### Source material
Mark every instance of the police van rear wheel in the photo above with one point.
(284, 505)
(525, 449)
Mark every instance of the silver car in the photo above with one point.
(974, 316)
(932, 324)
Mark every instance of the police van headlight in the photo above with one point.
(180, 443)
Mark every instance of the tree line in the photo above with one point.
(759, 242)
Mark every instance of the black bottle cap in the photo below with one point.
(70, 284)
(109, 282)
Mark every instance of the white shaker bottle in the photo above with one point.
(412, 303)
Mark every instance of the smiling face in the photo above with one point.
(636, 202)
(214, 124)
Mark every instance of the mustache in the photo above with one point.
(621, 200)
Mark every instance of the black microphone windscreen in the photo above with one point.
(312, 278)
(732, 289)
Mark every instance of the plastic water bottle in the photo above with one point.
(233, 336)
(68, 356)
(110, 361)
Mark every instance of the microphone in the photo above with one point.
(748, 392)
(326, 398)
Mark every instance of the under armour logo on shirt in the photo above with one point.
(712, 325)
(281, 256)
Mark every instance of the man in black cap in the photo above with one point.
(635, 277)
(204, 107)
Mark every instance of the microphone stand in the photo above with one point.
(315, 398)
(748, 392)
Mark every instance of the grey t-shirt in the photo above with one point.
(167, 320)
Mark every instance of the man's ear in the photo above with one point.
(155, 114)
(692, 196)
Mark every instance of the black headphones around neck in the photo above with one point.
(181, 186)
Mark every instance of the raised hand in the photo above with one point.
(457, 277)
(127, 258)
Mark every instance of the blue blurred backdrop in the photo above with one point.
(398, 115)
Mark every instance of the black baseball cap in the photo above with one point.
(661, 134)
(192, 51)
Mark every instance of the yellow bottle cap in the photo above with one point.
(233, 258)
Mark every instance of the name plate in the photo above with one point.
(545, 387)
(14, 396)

### Short problem
Would you reproduce the material above in full, exactly as given?

### The response
Mark every instance of the police van rear wheel in the photo above with one point.
(284, 505)
(525, 449)
Mark every instance of the silver car in the photo above with one point.
(974, 316)
(932, 324)
Mark every instance of the police van headlight in the photo above with one point.
(180, 443)
Mark every instance of the tree line in the photo above with one point.
(759, 242)
Mark every instance of the black bottle cap in the photo below with one point.
(70, 284)
(109, 282)
Mark every instance of the white shaker bottle in the photo above with one point.
(412, 303)
Mark every instance of the smiling face in the photo above with one point.
(636, 202)
(214, 124)
Mark every instance of the mustache in the photo above with one point.
(621, 200)
Mark every instance of the black microphone windscreen in the photo above with one point.
(312, 278)
(732, 289)
Mark every instance of the plastic water bottle in the photo above with one point.
(233, 336)
(68, 356)
(110, 361)
Mark every instance of the microphone in the photo above with one point.
(748, 392)
(326, 398)
Mark every instance of the under armour logo on shirt in the photo above with one point.
(712, 325)
(281, 256)
Mark every instance of the man in black cap in the photo above with one point.
(635, 277)
(204, 107)
Mark every instance of the microphone stand in the photo above with one point.
(315, 398)
(748, 392)
Mark every instance of the grey t-shirt in the photo above with one point.
(167, 320)
Mark every instance of the man's ear in the photo above with one point.
(155, 114)
(692, 196)
Mark every instance of the black headphones around neck in the photo above with one point.
(181, 186)
Mark every instance of the raised hand in the photo above with one point.
(457, 277)
(127, 258)
Mark every instance of the blue blurred backdrop in the photo above with one point.
(398, 115)
Mark every instance of the black baseball cap in the photo above with one point.
(661, 134)
(192, 51)
Mark every instance of the yellow bottle cap in the photo above with one point.
(233, 258)
Mark every instance of the name plate in the photo above with one point.
(545, 387)
(14, 396)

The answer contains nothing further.